Sermons

Couldn’t Prove, Had to Promise

April 12, 2015

by Rev. Dr. Donna Schaper
Senior Minister

Surreptitious binaries abound. Good/bad. Male/female. Scriptural Literalism/Scriptural Metaphorism.

My goal today is to teach the art of exegesis, better put as the practice of interpretation. Why dress up interpretation into a master’s thesis kind of word, especially when most of us don’t get that far in our daily living. We do interpret all day long. We might even call it an art although more properly, it is a craft. Artisanal, organic, local, the work of the plumber as much as the poet. Interpretation is something we do in worship and during the week. We can’t prove that our interpretations are right so much as we can promise that we hope they are so.

The practical and spiritual question is whether you can think something through or does it think you through? How active can we even be in interpretation? Or is interpretation a passive activity, like being scripted for life by things that happen long ago?

The word scripture has its root in the word script or scribe. It is that which is written down, in the Spanish escribir, in the Latin, scriber. Today, I’m told, people don’t talk about being scripted so much as they talk about the narrative that has formed them, the frame that framed them, the story in which they live. More often than not we talk about being scripted as a negative thing. I am scripted, some say, to have become the alcoholic that I am. Or I am scripted, some say, to not trust men. Or women. Or dogs. We use the language of being written upon as a kind of curse. When we say we are scripted, we imagine we can’t change very much from what our instructions are.

Scripture, scripted words, can also be a blessing. They can frame and hold us, as the text argues. “For the word of God is alive and active. Sharper than any double-edged sword, it penetrates even to dividing soul and spirit, joints and marrow; it judges the thoughts and attitudes of the heart.” This is a fat text, warning us not to be literal about scripture or the larger scripts that our forbears have recorded for our instruction. The word of God is alive and active, not dead or static. It is also sharp and can cut. It can cut by the way you try to make it dead, as some who defend the Koran are doing, in appropriately and wrongly. It can cut by the way you try to make it living, only to your century or your seminary or your moment in time. You can get stuck in the script of your day and not understand what Karl Barth argued that indeed scripture is such a profound disturbance that it will need constant, daily demythologizing in order to penetrate to its purpose. Its purpose to ground you in a unified soul and body, an integrated human, one who is grounded in the big written down truth and able to transcend them. Note that in this one verse we are warned not to separate our soul from our body, our joints from our spirit, our spirits from our marrow. Finally scripture is a judge, an exegete, and an interpreter. Indeed it judges the thoughts and attitudes of the heart.

So of course we are scripted. Our scripts can be blessings or they can be curses. Ursula le guin calls it “management by metaphor.”

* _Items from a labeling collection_
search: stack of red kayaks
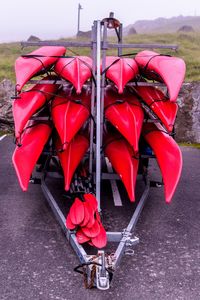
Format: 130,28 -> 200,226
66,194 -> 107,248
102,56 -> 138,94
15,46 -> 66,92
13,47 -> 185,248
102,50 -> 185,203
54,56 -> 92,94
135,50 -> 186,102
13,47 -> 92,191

* _Work required_
Write out the sermon starting with "The practical and" and going on through "happen long ago?", swapping "passive" for "receptive". This listing has nothing to do with the sermon.

* _Response to the exercise_
The practical and spiritual question is whether you can think something through or does it think you through? How active can we even be in interpretation? Or is interpretation a receptive activity, like being scripted for life by things that happen long ago?